§ Data extracted from a collection
::::::::

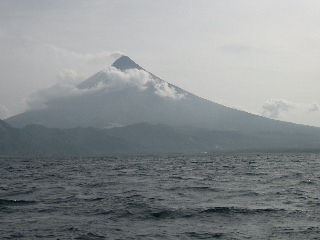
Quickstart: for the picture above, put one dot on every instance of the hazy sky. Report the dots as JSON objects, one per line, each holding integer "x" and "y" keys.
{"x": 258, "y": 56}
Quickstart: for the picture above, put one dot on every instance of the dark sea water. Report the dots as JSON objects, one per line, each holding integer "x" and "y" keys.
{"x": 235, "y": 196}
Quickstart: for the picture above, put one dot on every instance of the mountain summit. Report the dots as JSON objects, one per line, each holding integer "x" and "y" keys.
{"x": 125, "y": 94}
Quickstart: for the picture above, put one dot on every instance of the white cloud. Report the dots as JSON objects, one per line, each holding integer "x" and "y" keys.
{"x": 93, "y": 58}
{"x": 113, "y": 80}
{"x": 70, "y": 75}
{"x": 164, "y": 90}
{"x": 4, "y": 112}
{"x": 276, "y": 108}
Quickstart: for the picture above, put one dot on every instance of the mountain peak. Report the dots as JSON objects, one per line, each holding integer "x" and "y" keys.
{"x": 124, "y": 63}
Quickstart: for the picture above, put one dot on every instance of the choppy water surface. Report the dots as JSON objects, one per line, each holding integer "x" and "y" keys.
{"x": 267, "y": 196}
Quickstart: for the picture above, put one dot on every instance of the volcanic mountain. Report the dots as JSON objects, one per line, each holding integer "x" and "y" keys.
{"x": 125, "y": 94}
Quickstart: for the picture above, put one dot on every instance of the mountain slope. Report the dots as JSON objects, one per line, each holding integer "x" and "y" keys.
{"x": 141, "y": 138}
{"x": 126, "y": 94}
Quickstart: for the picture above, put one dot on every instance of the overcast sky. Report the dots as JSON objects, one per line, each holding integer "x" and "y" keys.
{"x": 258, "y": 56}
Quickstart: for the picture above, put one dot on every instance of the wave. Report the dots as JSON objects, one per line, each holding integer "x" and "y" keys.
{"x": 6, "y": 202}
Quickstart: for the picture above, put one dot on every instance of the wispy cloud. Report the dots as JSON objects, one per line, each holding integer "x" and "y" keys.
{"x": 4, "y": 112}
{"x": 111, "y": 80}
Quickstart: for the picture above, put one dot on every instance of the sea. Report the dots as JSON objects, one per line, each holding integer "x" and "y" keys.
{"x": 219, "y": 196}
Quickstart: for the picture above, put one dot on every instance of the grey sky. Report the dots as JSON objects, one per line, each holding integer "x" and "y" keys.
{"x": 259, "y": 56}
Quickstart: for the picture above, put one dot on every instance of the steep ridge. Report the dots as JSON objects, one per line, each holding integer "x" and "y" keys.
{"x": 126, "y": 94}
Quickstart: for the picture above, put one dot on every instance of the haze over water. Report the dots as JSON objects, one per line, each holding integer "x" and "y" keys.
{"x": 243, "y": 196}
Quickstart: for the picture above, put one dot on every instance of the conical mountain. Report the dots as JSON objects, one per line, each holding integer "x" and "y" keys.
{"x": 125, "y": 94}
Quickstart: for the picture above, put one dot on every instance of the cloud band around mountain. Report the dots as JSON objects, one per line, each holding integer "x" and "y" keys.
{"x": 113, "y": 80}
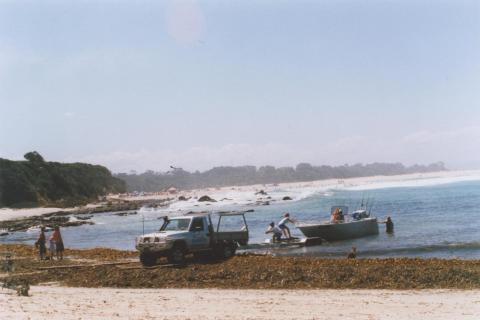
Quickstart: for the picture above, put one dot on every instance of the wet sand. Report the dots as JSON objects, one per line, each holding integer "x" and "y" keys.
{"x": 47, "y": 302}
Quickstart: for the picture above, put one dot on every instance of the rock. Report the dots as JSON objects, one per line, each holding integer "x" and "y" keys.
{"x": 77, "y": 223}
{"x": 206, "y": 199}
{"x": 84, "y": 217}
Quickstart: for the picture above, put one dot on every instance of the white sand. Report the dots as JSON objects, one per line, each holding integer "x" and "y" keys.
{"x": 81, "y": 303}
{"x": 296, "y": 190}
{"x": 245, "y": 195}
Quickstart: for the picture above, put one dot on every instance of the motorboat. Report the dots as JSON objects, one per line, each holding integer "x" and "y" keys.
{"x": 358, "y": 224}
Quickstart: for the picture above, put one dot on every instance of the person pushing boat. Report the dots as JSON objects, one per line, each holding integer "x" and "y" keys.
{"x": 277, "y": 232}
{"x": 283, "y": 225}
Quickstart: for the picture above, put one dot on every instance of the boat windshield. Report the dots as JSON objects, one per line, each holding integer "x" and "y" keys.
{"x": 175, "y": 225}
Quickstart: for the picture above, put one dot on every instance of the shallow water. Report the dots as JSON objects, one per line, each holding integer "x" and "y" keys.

::::::::

§ What the task requires
Rewrite the stretch of the listing from the line containing "of the boat" through the end of the listing, shifting every x and y coordinate in the answers up by 5.

§ Written response
Quickstart: for the picture above, put one dot on every instance of the boat windshield. Report the dots as JSON objects, one per line, each holding integer "x" and "y" keys.
{"x": 180, "y": 230}
Quickstart: for the picture above, put one dot on every instance of the shallow water. Report the dots as JSON objects, one per line, each holding integer "x" and "y" keys.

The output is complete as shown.